Rescale the bounding-box coordinates in the answers by 1.1, rounding to whole numbers with halves going up, across the stretch of the records from the start through the line containing "top-left (112, 65), bottom-right (226, 246)". Give back every line of that stretch, not only the answers, and leave out the pictures.

※

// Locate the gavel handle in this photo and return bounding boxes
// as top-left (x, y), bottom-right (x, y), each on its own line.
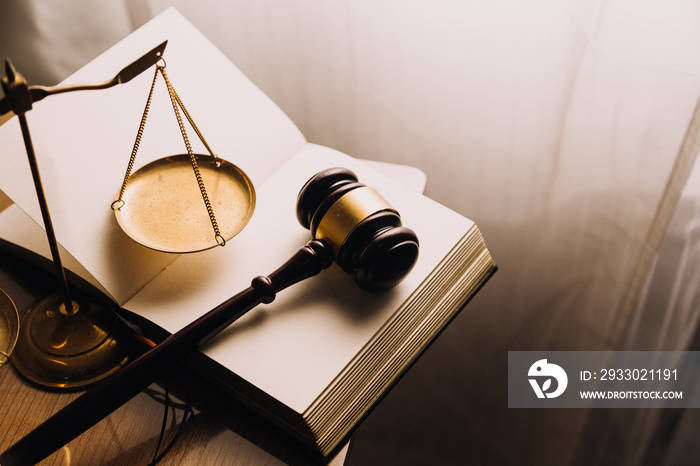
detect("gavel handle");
top-left (0, 240), bottom-right (333, 466)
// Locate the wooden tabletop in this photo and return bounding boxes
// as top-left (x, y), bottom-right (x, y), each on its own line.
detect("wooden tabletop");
top-left (0, 192), bottom-right (347, 466)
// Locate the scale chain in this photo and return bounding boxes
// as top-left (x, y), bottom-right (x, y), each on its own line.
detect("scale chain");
top-left (112, 65), bottom-right (226, 246)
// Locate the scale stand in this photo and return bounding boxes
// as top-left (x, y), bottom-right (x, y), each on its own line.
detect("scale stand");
top-left (0, 41), bottom-right (167, 388)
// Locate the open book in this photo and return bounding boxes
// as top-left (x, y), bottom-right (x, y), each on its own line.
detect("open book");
top-left (0, 9), bottom-right (495, 456)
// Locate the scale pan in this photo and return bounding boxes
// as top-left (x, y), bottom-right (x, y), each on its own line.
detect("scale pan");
top-left (114, 154), bottom-right (255, 253)
top-left (0, 290), bottom-right (19, 366)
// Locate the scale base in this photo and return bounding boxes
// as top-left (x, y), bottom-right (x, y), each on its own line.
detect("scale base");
top-left (12, 294), bottom-right (133, 389)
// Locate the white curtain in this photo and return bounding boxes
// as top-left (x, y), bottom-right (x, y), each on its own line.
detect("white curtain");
top-left (5, 0), bottom-right (700, 464)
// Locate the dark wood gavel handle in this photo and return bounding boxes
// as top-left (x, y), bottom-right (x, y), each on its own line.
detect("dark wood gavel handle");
top-left (0, 240), bottom-right (333, 466)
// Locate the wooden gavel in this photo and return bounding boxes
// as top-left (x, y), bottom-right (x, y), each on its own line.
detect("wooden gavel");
top-left (0, 168), bottom-right (418, 466)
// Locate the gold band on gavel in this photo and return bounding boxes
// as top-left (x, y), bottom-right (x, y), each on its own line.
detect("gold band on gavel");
top-left (315, 186), bottom-right (398, 254)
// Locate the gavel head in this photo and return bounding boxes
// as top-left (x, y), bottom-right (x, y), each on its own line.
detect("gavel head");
top-left (297, 168), bottom-right (418, 291)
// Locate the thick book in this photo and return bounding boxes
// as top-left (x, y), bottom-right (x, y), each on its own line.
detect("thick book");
top-left (0, 9), bottom-right (496, 456)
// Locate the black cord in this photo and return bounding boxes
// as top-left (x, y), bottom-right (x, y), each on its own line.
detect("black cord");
top-left (148, 378), bottom-right (194, 466)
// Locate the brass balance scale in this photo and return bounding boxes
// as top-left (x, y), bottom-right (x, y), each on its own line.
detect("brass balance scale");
top-left (0, 41), bottom-right (255, 389)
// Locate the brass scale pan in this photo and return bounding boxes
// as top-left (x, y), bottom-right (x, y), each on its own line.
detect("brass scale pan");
top-left (112, 65), bottom-right (255, 253)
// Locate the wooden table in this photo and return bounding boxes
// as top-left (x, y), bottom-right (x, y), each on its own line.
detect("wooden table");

※

▶ RESPONSE TO THIS EXERCISE:
// Locate the gavel handle in this photo and return bounding boxes
// as top-left (x, y), bottom-right (x, y), each on its own line.
detect("gavel handle");
top-left (0, 264), bottom-right (366, 513)
// Locate the wooden tabletop in this photo and return bounding boxes
// as top-left (x, y), bottom-right (x, y), each on its own line.
detect("wooden tabletop");
top-left (0, 211), bottom-right (382, 513)
// Locate the scale chain in this photo and return bounding boxes
// as top-left (x, y), bottom-right (x, y), each on its own line.
detect("scale chain");
top-left (123, 72), bottom-right (249, 271)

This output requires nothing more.